*** Extrait

Mise en scène contrôlée

Dans la majorité des cas, la police dicte et contrôle les confessions à la manière d’un réalisateur : costume de « scène », script que les détenus doivent apprendre par coeur, directions de « jeu », scènes filmées jusqu’à ce que les prises soient satisfaisantes... Les tournages peuvent durer des heures. Selon plusieurs témoignages, les policiers chargés de la « mise en scène » ont tour à tour ordonné aux détenus de pleurer, de parler plus ou moins lentement, de modifier leur posture ou de réciter leur texte de façon plus « authentique ». Certains ont dû répéter la même réplique plus d’une dizaine de fois avant que leur prestation ne satisfasse l’officier en charge de conduire la confession.

******
*** Données fournies

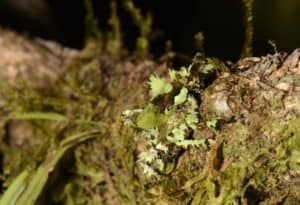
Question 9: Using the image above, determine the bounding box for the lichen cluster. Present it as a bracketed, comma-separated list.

******

### À compléter
1. Transcrivez sans modification le passage de l'extrait sur les confessions mises en scène, depuis « Dans la majorité » jusqu'à « conduire la confession. » inclus.
2. Rédigez la suite de l'extrait consacré aux confessions filmées sous la direction de la police.
Le recours au listing n'est pas nécessaire.

### Réponses
1.
Dans la majorité des cas, la police dicte et contrôle les confessions à la manière d’un réalisateur : costume de « scène », script que les détenus doivent apprendre par coeur, directions de « jeu », scènes filmées jusqu’à ce que les prises soient satisfaisantes... Les tournages peuvent durer des heures. Selon plusieurs témoignages, les policiers chargés de la « mise en scène » ont tour à tour ordonné aux détenus de pleurer, de parler plus ou moins lentement, de modifier leur posture ou de réciter leur texte de façon plus « authentique ». Certains ont dû répéter la même réplique plus d’une dizaine de fois avant que leur prestation ne satisfasse l’officier en charge de conduire la confession.

2.
Le lieu de tournage, sur lequel les détenus sont emmenés les yeux bandés, dépend du profil du détenu et de l’ampleur de l’affaire. Depuis 2015, et en particulier pour les cas liés aux défenseurs des droits humains, les autorités ont privilégié les lieux « neutres », moins menaçants que les cellules de prison auparavant utilisées, tels que des bureaux, des chambres d’hôtel ou même des jardins (voir photo). Les prévenus sont habillés en civil, ne semblent pas menottés et aucun policier ou garde n’apparaît dans le champ. L’objectif des autorités : adoucir ces images qui bénéficient d’une audience plus large et plus critique que pour les cas de droit commun.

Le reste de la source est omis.